*** Opening of SUPPLIED DATA ***

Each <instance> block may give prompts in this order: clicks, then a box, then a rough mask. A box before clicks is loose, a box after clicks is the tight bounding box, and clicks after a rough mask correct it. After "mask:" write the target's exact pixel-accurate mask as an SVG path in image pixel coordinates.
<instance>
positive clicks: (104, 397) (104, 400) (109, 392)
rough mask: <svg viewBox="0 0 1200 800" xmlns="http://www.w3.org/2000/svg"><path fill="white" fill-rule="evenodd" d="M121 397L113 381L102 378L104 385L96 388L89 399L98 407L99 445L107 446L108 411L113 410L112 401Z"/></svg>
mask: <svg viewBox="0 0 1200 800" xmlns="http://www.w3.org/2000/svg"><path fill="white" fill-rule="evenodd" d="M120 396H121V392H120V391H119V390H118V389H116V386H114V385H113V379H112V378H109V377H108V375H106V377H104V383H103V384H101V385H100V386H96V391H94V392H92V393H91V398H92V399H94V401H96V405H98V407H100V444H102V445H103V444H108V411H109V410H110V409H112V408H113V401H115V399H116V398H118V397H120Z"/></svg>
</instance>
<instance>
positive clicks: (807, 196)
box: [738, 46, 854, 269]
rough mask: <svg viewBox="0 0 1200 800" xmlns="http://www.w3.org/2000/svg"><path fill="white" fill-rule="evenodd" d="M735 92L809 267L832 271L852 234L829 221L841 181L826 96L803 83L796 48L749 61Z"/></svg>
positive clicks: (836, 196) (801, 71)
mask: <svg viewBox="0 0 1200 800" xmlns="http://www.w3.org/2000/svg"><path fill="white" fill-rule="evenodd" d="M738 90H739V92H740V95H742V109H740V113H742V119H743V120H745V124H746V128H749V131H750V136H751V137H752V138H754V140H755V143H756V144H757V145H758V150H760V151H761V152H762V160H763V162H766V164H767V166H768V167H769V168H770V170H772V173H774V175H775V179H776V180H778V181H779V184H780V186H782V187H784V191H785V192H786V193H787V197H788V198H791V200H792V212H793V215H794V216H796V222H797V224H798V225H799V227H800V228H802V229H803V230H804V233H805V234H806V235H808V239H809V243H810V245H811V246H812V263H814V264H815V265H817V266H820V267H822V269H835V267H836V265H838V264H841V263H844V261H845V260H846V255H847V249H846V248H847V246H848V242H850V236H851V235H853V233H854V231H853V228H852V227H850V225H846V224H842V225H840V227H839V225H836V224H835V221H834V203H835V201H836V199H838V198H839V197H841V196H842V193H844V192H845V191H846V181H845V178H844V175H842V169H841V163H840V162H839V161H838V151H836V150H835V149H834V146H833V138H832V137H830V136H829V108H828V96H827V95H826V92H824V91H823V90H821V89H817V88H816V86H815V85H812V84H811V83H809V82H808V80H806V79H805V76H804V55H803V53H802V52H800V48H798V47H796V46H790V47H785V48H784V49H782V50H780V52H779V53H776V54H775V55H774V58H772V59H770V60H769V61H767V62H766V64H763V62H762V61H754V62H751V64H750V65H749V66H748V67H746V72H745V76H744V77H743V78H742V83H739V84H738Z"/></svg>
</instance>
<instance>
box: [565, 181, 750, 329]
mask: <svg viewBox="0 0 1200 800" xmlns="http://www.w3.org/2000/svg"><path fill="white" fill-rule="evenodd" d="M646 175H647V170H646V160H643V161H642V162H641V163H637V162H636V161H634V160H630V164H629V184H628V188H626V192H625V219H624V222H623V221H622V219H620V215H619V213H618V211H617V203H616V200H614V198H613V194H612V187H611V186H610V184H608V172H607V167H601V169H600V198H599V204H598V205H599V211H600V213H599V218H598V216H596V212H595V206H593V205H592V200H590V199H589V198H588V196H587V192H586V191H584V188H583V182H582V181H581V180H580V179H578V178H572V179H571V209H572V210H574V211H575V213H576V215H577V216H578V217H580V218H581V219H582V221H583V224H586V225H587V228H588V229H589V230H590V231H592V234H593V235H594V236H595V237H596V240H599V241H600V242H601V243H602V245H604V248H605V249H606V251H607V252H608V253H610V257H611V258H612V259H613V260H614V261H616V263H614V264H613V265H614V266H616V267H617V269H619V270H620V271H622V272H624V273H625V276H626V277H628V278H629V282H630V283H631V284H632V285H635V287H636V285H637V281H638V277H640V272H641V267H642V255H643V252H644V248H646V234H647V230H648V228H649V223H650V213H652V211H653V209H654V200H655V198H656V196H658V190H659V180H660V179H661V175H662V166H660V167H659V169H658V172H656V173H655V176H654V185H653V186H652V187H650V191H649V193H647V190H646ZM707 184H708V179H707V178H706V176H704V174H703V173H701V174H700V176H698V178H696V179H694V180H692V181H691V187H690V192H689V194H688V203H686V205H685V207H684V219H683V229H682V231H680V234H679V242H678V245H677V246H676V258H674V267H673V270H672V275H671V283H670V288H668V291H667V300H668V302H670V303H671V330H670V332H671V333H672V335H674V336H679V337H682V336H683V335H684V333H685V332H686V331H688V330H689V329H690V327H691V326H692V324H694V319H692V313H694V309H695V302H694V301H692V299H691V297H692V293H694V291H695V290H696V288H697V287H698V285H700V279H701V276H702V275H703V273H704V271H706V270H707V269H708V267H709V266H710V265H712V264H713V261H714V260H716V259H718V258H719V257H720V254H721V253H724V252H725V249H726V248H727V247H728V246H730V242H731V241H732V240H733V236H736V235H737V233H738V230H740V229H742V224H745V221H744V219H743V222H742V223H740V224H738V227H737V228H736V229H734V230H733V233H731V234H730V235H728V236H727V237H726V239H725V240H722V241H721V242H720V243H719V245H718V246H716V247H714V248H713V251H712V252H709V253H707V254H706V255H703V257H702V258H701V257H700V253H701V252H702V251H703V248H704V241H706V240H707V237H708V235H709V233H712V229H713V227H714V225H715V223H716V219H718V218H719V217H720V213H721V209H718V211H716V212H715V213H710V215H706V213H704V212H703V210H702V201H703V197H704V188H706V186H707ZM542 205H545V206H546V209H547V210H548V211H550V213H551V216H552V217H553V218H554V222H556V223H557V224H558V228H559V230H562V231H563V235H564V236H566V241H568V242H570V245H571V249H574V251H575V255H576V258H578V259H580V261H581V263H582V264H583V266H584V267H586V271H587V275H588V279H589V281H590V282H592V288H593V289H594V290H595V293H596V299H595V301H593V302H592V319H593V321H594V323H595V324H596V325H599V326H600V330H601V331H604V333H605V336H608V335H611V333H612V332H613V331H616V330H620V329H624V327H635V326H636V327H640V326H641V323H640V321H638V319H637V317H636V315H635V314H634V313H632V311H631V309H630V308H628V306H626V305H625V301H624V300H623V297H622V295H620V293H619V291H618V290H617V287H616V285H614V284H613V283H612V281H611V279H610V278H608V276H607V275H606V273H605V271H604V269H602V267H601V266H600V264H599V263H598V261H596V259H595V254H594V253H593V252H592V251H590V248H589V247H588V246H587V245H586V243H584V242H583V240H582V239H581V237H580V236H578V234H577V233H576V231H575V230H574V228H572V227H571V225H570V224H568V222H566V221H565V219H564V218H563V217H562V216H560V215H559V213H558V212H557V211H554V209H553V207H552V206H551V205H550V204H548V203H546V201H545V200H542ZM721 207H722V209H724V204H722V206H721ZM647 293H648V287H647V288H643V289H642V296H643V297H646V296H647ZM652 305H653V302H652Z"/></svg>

*** Close of SUPPLIED DATA ***

— PROBLEM TO WORK ON —
Output all of the listing exactly as written.

— SOLUTION FOR THIS EXERCISE —
Each <instance> block may give prompts in this order: clicks, then a box, then a rough mask. A box before clicks is loose, a box after clicks is the tight bounding box, and clicks after a rough mask correct it. After "mask:" write the target's exact pixel-accurate mask as an SVG path in image pixel coordinates.
<instance>
positive clicks: (104, 397) (104, 400) (109, 392)
rough mask: <svg viewBox="0 0 1200 800" xmlns="http://www.w3.org/2000/svg"><path fill="white" fill-rule="evenodd" d="M121 397L113 381L102 378L104 385L96 388L89 399L98 407L99 445L107 446L108 411L113 410L112 401Z"/></svg>
mask: <svg viewBox="0 0 1200 800" xmlns="http://www.w3.org/2000/svg"><path fill="white" fill-rule="evenodd" d="M120 396H121V392H120V391H119V390H118V389H116V386H114V385H113V379H112V378H109V377H108V375H106V377H104V383H103V384H101V385H100V386H96V391H94V392H92V393H91V398H92V399H94V401H96V405H98V407H100V444H102V445H103V444H108V411H109V410H110V409H112V408H113V401H115V399H116V398H118V397H120Z"/></svg>
</instance>
<instance>
positive clicks: (807, 196)
box: [738, 46, 854, 269]
rough mask: <svg viewBox="0 0 1200 800" xmlns="http://www.w3.org/2000/svg"><path fill="white" fill-rule="evenodd" d="M735 92L809 267L832 271L852 234L829 221L841 181L826 96L803 83L796 48L749 61Z"/></svg>
positive clicks: (836, 196) (801, 71)
mask: <svg viewBox="0 0 1200 800" xmlns="http://www.w3.org/2000/svg"><path fill="white" fill-rule="evenodd" d="M738 90H739V92H740V95H742V109H740V113H742V119H743V120H745V124H746V128H749V131H750V136H751V137H752V138H754V140H755V143H756V144H757V145H758V150H760V151H761V152H762V160H763V162H766V164H767V166H768V167H769V168H770V170H772V173H774V175H775V179H776V180H778V181H779V184H780V186H782V187H784V191H785V192H786V193H787V197H788V198H791V200H792V212H793V215H794V216H796V222H797V224H798V225H799V227H800V228H802V229H803V230H804V233H805V234H806V235H808V239H809V243H810V245H811V246H812V263H814V264H815V265H817V266H820V267H822V269H835V267H836V265H838V264H841V263H844V261H845V260H846V255H847V249H846V248H847V246H848V242H850V236H851V235H853V233H854V231H853V228H852V227H850V225H846V224H842V225H840V227H839V225H836V224H835V221H834V203H835V201H836V199H838V198H839V197H841V196H842V193H844V192H845V191H846V181H845V178H844V175H842V169H841V163H840V162H839V161H838V151H836V150H835V149H834V146H833V138H832V137H830V136H829V108H828V96H827V95H826V92H824V91H823V90H821V89H817V88H816V86H815V85H812V84H811V83H809V82H808V80H806V79H805V76H804V55H803V53H802V52H800V48H798V47H796V46H790V47H785V48H784V49H782V50H780V52H779V53H776V54H775V55H774V58H772V59H770V60H769V61H767V62H766V64H763V62H762V61H754V62H751V64H750V65H749V66H748V67H746V72H745V76H744V77H743V78H742V83H739V84H738Z"/></svg>
</instance>
<instance>
box: [565, 181, 750, 329]
mask: <svg viewBox="0 0 1200 800" xmlns="http://www.w3.org/2000/svg"><path fill="white" fill-rule="evenodd" d="M646 175H647V170H646V160H643V161H642V162H641V163H637V162H636V161H634V160H630V164H629V184H628V188H626V192H625V219H624V222H623V221H622V219H620V215H619V213H618V211H617V203H616V200H614V198H613V194H612V187H611V186H610V184H608V172H607V167H601V169H600V198H599V204H598V205H599V211H600V213H599V218H598V216H596V212H595V206H593V205H592V200H590V199H589V198H588V196H587V192H586V191H584V188H583V182H582V181H581V180H580V179H578V178H572V179H571V209H572V210H574V211H575V213H576V215H577V216H578V217H580V218H581V219H582V221H583V224H586V225H587V228H588V229H589V230H590V231H592V234H593V235H594V236H595V237H596V240H599V241H600V242H601V243H602V245H604V248H605V249H606V251H607V252H608V253H610V257H611V258H612V259H613V260H614V261H616V263H614V264H613V265H614V266H616V267H617V269H619V270H620V271H622V272H624V273H625V276H626V277H628V278H629V282H630V283H631V284H632V285H635V287H636V285H637V281H638V277H640V272H641V267H642V255H643V252H644V248H646V234H647V230H648V228H649V223H650V213H652V211H653V209H654V200H655V198H656V196H658V190H659V180H660V179H661V175H662V166H660V167H659V169H658V172H656V173H655V176H654V185H653V186H652V187H650V191H649V193H647V190H646ZM707 184H708V179H707V178H706V176H704V174H703V173H701V174H700V176H698V178H696V179H694V180H692V181H691V187H690V192H689V194H688V203H686V205H685V207H684V219H683V229H682V231H680V234H679V242H678V245H677V246H676V258H674V267H673V270H672V275H671V283H670V288H668V291H667V300H668V302H670V303H671V330H670V332H671V333H672V335H674V336H679V337H682V336H683V335H684V333H685V332H686V331H688V330H689V329H690V327H691V326H692V324H694V319H692V313H694V309H695V302H694V301H692V299H691V297H692V293H694V291H695V290H696V288H697V287H698V285H700V279H701V276H702V275H703V273H704V271H706V270H707V269H708V267H709V266H710V265H712V264H713V261H714V260H716V259H718V258H719V257H720V254H721V253H724V252H725V249H726V248H727V247H728V246H730V242H731V241H732V240H733V236H736V235H737V233H738V230H740V229H742V224H745V221H744V219H743V222H742V223H740V224H738V227H737V228H736V229H734V230H733V233H731V234H730V235H728V236H727V237H726V239H725V240H722V241H721V242H720V243H719V245H718V246H716V247H714V248H713V251H712V252H709V253H707V254H706V255H703V257H702V258H701V257H700V253H701V252H702V251H703V248H704V241H706V240H707V237H708V235H709V233H712V229H713V227H714V225H715V223H716V219H718V218H719V217H720V213H721V209H718V211H716V212H715V213H710V215H706V213H704V212H703V210H702V201H703V197H704V188H706V186H707ZM542 205H545V206H546V209H547V210H548V211H550V213H551V216H552V217H553V218H554V222H556V223H557V224H558V228H559V230H562V231H563V235H564V236H566V241H568V242H570V245H571V249H574V251H575V255H576V258H578V259H580V261H581V263H582V264H583V266H584V267H586V271H587V275H588V279H589V281H590V282H592V288H593V289H594V290H595V293H596V299H595V301H593V302H592V319H593V321H594V323H595V324H596V325H599V326H600V330H601V331H604V333H605V336H608V335H611V333H612V332H613V331H616V330H620V329H624V327H635V326H636V327H640V326H641V323H640V321H638V319H637V317H636V315H635V314H634V313H632V311H631V309H630V308H628V306H626V305H625V301H624V300H623V297H622V295H620V293H619V291H618V290H617V287H616V285H614V284H613V283H612V281H611V279H610V278H608V276H607V275H606V273H605V271H604V269H602V267H601V266H600V264H599V263H598V261H596V259H595V254H594V253H593V252H592V251H590V248H589V247H588V246H587V245H586V243H584V242H583V240H582V239H581V237H580V236H578V234H577V233H576V231H575V230H574V228H572V227H571V225H570V224H568V222H566V221H565V219H564V218H563V217H562V216H560V215H559V213H558V212H557V211H554V209H553V207H552V206H551V205H550V204H548V203H546V201H545V200H542ZM721 207H722V209H724V204H722V206H721ZM647 293H648V287H647V288H643V289H642V296H643V297H646V296H647ZM652 305H653V302H652Z"/></svg>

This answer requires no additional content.